Saved entries:
================
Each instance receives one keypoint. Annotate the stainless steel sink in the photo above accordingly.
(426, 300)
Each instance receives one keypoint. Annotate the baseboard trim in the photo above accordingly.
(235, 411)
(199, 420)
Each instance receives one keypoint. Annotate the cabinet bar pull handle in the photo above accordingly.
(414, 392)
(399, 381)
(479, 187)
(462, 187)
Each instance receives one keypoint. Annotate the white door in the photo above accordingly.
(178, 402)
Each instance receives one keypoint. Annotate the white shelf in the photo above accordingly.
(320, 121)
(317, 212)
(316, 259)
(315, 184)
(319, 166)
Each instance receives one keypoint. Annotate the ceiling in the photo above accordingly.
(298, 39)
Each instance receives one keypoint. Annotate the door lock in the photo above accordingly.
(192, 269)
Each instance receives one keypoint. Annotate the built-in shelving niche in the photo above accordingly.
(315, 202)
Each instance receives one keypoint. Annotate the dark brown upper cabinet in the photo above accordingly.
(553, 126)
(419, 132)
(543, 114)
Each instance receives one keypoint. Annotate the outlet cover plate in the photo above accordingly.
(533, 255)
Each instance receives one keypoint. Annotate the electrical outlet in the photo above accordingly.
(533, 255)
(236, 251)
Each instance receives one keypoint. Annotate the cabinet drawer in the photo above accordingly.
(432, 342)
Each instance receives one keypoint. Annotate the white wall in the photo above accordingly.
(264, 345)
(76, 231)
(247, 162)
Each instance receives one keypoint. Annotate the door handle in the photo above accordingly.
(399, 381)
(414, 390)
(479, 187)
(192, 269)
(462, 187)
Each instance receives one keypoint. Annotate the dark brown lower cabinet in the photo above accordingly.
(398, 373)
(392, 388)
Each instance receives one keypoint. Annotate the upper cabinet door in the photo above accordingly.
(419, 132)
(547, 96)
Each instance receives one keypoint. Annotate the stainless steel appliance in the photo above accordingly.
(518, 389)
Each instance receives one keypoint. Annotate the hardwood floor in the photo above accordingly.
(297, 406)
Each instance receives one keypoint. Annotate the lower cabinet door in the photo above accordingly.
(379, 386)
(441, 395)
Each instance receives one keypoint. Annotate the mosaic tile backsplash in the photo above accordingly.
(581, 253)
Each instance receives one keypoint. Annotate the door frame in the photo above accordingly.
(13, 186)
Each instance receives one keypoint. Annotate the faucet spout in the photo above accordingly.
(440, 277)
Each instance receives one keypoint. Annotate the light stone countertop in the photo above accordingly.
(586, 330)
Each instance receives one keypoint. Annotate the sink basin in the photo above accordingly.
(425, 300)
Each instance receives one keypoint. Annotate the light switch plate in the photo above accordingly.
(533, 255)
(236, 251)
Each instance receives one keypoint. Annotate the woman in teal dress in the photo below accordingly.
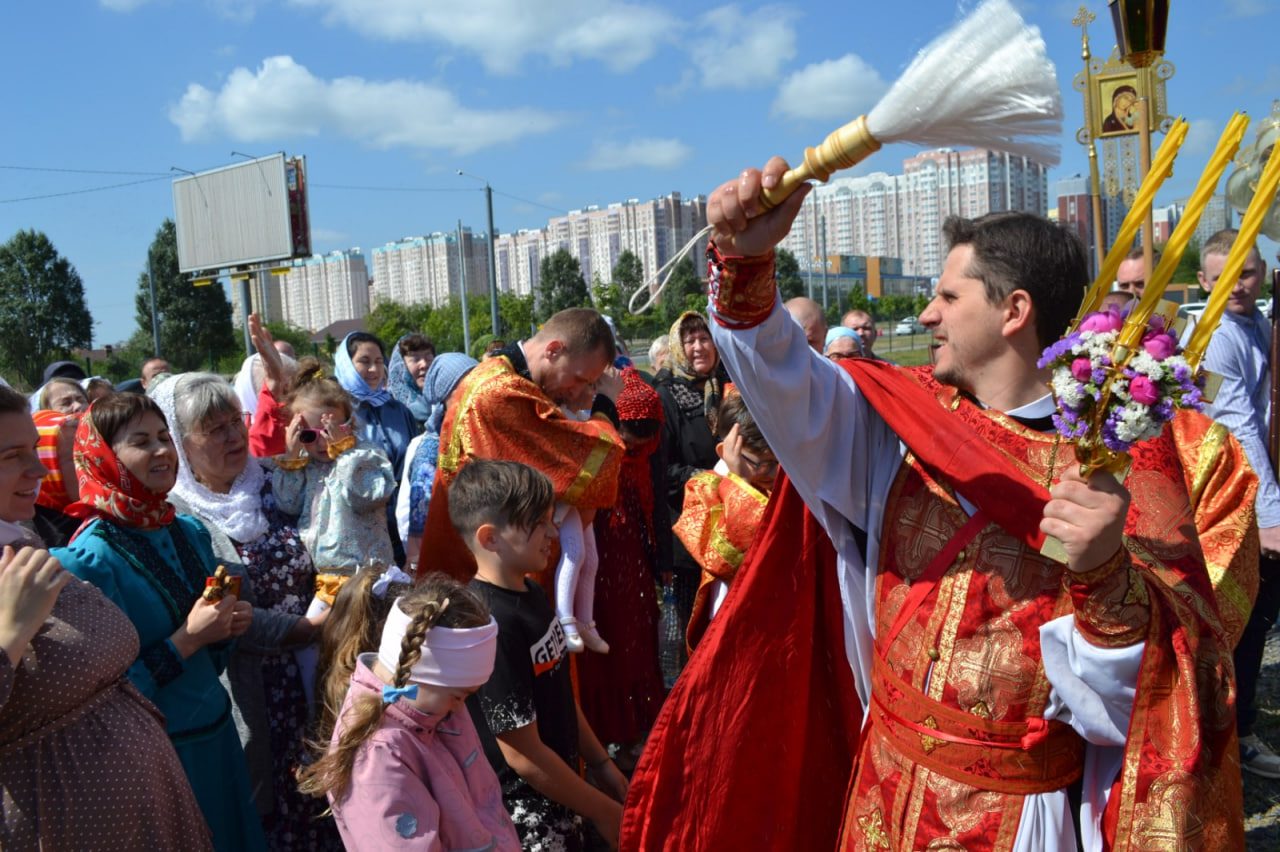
(152, 564)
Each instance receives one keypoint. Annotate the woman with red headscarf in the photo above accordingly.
(85, 763)
(59, 489)
(621, 694)
(152, 564)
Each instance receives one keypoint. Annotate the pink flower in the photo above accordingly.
(1102, 321)
(1143, 390)
(1160, 346)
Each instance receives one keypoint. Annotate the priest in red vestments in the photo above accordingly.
(512, 407)
(1004, 701)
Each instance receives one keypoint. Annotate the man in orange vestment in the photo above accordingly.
(1011, 702)
(512, 407)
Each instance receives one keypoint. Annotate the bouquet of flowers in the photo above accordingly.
(1112, 397)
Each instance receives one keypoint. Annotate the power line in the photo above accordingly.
(526, 201)
(336, 186)
(80, 192)
(82, 170)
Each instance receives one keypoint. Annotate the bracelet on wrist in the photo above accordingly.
(341, 445)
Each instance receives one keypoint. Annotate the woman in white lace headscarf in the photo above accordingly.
(228, 490)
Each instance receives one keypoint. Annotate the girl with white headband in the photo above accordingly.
(405, 768)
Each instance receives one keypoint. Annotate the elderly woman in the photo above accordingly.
(152, 563)
(228, 491)
(83, 757)
(407, 371)
(63, 395)
(360, 366)
(415, 491)
(59, 488)
(690, 389)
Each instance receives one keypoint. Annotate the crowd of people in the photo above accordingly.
(414, 601)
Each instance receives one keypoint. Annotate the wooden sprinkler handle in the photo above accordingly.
(846, 146)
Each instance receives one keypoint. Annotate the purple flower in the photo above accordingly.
(1143, 390)
(1057, 349)
(1102, 321)
(1160, 346)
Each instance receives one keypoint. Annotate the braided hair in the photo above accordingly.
(437, 600)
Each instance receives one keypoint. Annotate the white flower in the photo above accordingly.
(1066, 389)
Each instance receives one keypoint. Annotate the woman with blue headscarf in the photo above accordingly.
(360, 366)
(415, 490)
(407, 372)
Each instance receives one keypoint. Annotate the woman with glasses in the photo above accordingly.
(229, 493)
(152, 563)
(690, 388)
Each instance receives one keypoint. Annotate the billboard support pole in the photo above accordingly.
(155, 323)
(462, 289)
(248, 308)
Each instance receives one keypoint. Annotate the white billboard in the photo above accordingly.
(237, 215)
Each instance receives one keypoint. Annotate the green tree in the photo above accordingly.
(195, 321)
(787, 273)
(391, 321)
(560, 285)
(296, 337)
(42, 312)
(516, 314)
(685, 291)
(444, 325)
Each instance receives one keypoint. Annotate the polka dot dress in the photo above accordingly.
(85, 761)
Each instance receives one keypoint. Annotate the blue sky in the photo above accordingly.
(558, 104)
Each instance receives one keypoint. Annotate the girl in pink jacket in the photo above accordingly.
(405, 768)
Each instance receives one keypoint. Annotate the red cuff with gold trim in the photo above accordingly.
(743, 289)
(1111, 604)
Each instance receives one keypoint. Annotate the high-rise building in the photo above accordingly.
(264, 297)
(325, 288)
(1075, 213)
(652, 230)
(901, 215)
(426, 269)
(1216, 216)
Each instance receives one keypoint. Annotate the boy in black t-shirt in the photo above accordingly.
(533, 728)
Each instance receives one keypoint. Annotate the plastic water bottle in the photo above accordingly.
(671, 639)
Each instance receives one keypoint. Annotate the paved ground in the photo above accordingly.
(1262, 796)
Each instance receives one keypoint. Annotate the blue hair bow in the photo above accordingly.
(391, 694)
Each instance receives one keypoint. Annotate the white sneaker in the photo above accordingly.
(593, 639)
(571, 636)
(1257, 757)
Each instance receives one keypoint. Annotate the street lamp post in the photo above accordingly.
(493, 265)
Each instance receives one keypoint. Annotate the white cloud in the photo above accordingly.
(504, 32)
(639, 154)
(739, 50)
(837, 88)
(236, 10)
(1202, 137)
(1246, 8)
(284, 100)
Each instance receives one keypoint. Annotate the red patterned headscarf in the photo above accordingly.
(108, 490)
(53, 490)
(638, 401)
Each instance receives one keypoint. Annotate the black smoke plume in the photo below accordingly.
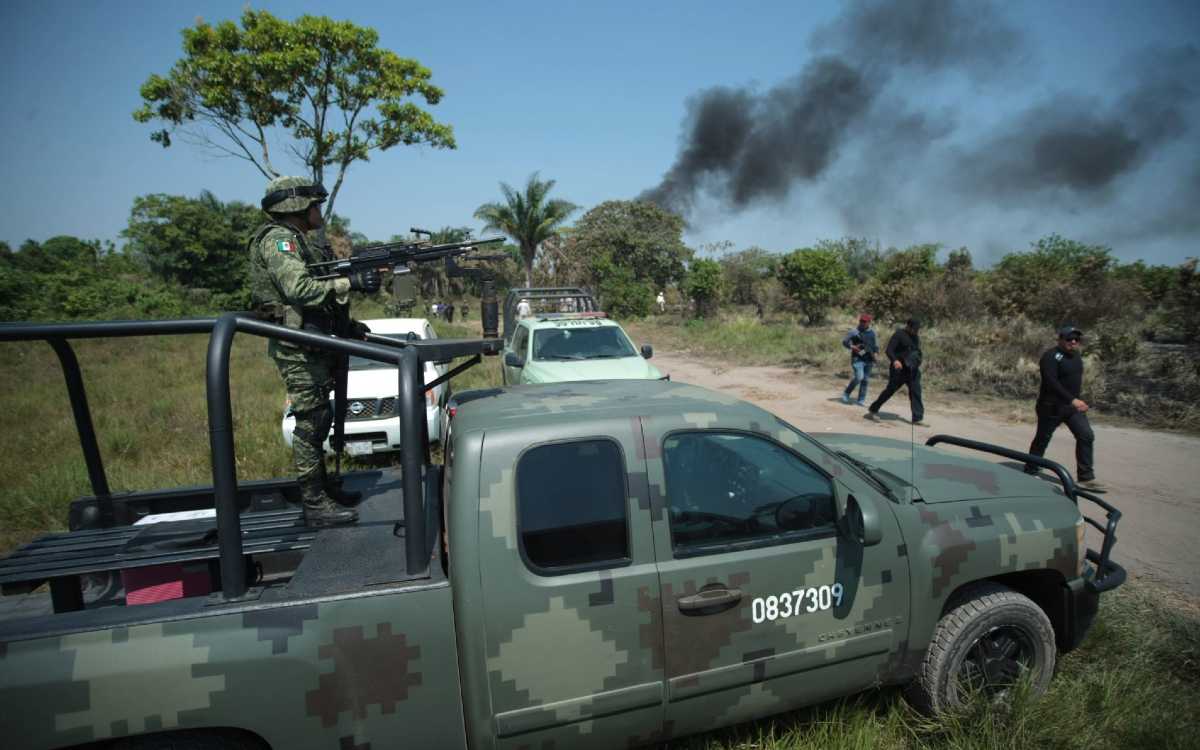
(744, 147)
(1084, 145)
(905, 163)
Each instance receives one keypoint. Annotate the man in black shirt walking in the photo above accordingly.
(1062, 381)
(904, 359)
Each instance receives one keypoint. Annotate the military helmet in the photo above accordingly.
(292, 195)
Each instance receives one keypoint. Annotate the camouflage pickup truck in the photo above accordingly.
(594, 565)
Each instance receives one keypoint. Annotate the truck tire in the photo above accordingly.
(988, 639)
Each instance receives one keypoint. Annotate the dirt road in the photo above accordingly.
(1153, 477)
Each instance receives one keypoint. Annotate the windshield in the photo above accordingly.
(358, 363)
(863, 469)
(577, 343)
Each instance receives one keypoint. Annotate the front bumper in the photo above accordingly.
(1081, 600)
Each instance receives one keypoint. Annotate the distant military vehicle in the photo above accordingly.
(594, 565)
(564, 336)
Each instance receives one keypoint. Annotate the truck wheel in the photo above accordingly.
(988, 640)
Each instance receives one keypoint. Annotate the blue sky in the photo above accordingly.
(594, 95)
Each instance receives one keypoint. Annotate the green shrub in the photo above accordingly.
(705, 285)
(816, 280)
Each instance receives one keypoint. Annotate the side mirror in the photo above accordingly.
(861, 522)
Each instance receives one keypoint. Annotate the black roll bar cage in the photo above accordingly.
(407, 355)
(1109, 574)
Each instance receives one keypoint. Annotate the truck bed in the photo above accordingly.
(304, 563)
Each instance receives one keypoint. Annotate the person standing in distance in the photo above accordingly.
(283, 292)
(1059, 402)
(904, 360)
(863, 347)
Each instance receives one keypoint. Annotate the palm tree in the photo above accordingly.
(527, 217)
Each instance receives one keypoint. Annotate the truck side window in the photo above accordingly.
(727, 487)
(571, 507)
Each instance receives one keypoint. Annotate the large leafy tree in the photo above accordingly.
(528, 216)
(705, 285)
(335, 95)
(816, 279)
(745, 274)
(635, 235)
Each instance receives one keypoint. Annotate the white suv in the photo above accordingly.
(372, 420)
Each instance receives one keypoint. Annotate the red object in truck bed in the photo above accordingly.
(166, 582)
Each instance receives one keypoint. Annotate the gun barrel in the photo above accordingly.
(394, 253)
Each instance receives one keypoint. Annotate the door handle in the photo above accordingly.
(711, 601)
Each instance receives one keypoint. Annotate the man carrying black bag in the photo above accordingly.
(904, 359)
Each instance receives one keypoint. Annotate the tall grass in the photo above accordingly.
(148, 405)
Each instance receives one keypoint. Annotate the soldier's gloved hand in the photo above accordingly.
(367, 280)
(359, 330)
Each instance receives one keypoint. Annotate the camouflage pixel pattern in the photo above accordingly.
(358, 672)
(556, 659)
(591, 659)
(280, 280)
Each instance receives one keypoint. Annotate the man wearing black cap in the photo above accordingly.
(904, 358)
(1062, 381)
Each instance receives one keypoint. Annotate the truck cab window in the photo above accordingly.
(726, 487)
(571, 507)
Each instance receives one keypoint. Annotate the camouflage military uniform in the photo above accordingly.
(283, 292)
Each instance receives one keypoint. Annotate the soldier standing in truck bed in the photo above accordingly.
(285, 293)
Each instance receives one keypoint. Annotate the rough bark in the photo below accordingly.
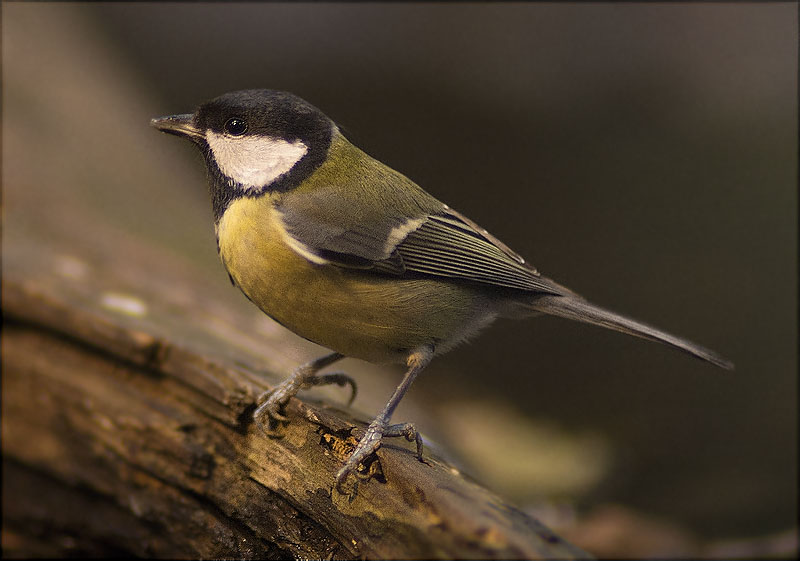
(121, 437)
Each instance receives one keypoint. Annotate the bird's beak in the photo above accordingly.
(181, 125)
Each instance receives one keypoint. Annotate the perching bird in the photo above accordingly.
(356, 257)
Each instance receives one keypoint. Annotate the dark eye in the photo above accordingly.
(235, 126)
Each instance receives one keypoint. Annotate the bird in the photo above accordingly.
(350, 254)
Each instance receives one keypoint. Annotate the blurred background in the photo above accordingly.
(643, 155)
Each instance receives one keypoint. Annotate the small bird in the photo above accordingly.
(354, 256)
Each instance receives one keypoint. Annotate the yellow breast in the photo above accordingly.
(356, 313)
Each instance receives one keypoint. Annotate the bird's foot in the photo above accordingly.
(272, 403)
(376, 432)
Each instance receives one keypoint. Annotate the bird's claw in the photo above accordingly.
(376, 432)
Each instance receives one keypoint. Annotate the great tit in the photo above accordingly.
(356, 257)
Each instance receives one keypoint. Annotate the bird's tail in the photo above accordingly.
(576, 308)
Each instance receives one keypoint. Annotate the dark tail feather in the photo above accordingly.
(573, 307)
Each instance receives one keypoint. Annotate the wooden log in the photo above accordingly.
(120, 437)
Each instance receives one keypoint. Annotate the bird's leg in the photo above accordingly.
(380, 427)
(272, 402)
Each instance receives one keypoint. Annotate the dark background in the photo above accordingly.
(643, 155)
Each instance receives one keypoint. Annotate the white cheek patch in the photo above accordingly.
(254, 161)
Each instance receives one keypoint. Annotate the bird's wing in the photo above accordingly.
(449, 244)
(437, 242)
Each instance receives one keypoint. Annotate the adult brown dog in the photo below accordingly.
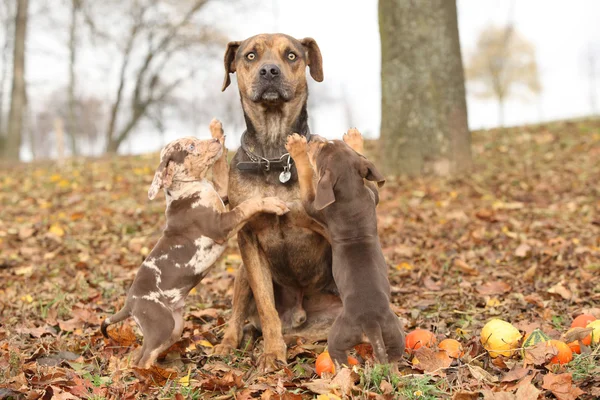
(287, 260)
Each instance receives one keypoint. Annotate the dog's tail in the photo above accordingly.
(373, 332)
(118, 317)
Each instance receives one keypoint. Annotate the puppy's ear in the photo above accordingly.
(324, 195)
(163, 177)
(229, 62)
(314, 59)
(370, 173)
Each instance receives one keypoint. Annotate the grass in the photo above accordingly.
(421, 387)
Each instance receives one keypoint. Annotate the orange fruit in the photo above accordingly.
(565, 354)
(595, 325)
(452, 347)
(575, 345)
(582, 321)
(352, 361)
(419, 338)
(324, 363)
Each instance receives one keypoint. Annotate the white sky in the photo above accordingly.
(347, 32)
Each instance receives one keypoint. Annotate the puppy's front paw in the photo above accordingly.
(354, 139)
(216, 130)
(296, 145)
(274, 205)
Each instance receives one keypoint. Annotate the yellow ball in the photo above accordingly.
(596, 332)
(500, 338)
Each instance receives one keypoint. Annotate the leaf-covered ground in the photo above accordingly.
(517, 239)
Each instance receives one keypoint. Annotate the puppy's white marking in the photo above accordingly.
(151, 263)
(173, 294)
(155, 297)
(207, 253)
(137, 321)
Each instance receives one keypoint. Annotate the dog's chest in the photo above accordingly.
(206, 252)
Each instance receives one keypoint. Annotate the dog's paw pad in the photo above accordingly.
(354, 139)
(216, 129)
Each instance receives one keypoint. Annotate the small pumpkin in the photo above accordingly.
(499, 337)
(576, 344)
(324, 363)
(595, 325)
(452, 347)
(565, 354)
(419, 338)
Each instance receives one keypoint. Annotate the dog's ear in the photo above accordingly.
(325, 195)
(229, 62)
(163, 177)
(370, 173)
(314, 59)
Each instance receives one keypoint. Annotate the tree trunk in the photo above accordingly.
(424, 127)
(72, 126)
(17, 102)
(501, 112)
(4, 71)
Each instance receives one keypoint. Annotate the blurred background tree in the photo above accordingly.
(424, 112)
(502, 65)
(18, 93)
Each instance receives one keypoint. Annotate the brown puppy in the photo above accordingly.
(343, 203)
(286, 283)
(197, 230)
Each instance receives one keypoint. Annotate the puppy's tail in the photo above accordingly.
(373, 332)
(118, 317)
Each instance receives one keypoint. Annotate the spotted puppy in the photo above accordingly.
(334, 192)
(197, 230)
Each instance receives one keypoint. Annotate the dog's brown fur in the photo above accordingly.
(197, 228)
(346, 206)
(287, 260)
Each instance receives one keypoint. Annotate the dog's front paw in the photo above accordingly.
(216, 130)
(296, 145)
(224, 349)
(354, 139)
(274, 205)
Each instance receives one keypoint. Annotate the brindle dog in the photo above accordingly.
(287, 259)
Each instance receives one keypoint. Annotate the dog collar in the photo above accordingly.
(260, 163)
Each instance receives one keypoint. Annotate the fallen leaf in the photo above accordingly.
(493, 288)
(516, 374)
(527, 392)
(561, 386)
(465, 268)
(561, 291)
(345, 380)
(481, 374)
(57, 230)
(576, 334)
(465, 395)
(431, 361)
(489, 395)
(539, 354)
(523, 250)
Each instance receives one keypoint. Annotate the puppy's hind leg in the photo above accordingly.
(157, 324)
(393, 336)
(342, 337)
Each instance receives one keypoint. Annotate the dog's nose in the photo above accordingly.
(270, 72)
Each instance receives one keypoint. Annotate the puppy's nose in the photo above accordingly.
(270, 72)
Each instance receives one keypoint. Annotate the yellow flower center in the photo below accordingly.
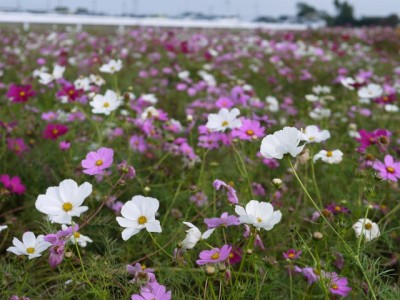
(250, 132)
(67, 206)
(30, 250)
(142, 220)
(215, 256)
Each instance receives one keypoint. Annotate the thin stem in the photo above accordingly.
(158, 245)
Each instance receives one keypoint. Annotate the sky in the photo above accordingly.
(246, 9)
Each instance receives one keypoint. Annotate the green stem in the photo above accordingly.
(161, 248)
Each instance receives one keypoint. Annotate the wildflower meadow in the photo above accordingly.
(163, 164)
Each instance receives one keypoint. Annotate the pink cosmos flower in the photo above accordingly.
(225, 220)
(338, 285)
(96, 162)
(292, 254)
(17, 145)
(20, 93)
(54, 131)
(389, 170)
(232, 197)
(250, 130)
(153, 291)
(370, 138)
(14, 184)
(213, 256)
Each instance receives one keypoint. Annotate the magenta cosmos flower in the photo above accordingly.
(338, 285)
(250, 130)
(389, 170)
(291, 254)
(215, 255)
(14, 184)
(54, 131)
(20, 93)
(96, 162)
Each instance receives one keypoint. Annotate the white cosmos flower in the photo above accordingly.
(30, 245)
(82, 84)
(137, 214)
(312, 98)
(349, 82)
(319, 89)
(46, 78)
(105, 104)
(367, 228)
(112, 66)
(97, 80)
(81, 239)
(282, 142)
(3, 227)
(150, 112)
(259, 214)
(273, 104)
(372, 90)
(223, 120)
(63, 202)
(330, 157)
(151, 98)
(312, 134)
(193, 235)
(319, 113)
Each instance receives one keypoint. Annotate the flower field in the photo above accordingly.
(199, 164)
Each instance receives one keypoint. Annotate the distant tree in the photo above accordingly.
(306, 11)
(345, 13)
(62, 10)
(82, 11)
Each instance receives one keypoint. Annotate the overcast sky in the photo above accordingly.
(246, 9)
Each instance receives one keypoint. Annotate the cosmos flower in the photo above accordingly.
(367, 228)
(213, 256)
(285, 141)
(105, 104)
(225, 119)
(225, 220)
(13, 184)
(31, 245)
(137, 214)
(63, 202)
(111, 67)
(97, 161)
(54, 131)
(20, 93)
(312, 134)
(259, 214)
(389, 169)
(330, 157)
(250, 130)
(370, 91)
(193, 235)
(46, 78)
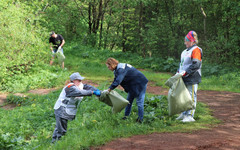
================
▶ Problem requirements:
The expected answer is an exact copy of the lines from the one containing "Each instance receives one keypoint. Annotate the cosmos" through the last line of the entries above, both included, without pictures.

▶ Response:
Each instance receives one keypoint. Annotate the cosmos flower in the photo above accordingly.
(367, 228)
(213, 256)
(285, 141)
(105, 104)
(225, 119)
(225, 220)
(13, 184)
(31, 245)
(137, 214)
(63, 202)
(111, 67)
(97, 161)
(54, 131)
(20, 93)
(312, 134)
(259, 214)
(389, 169)
(330, 157)
(250, 130)
(370, 91)
(193, 235)
(46, 78)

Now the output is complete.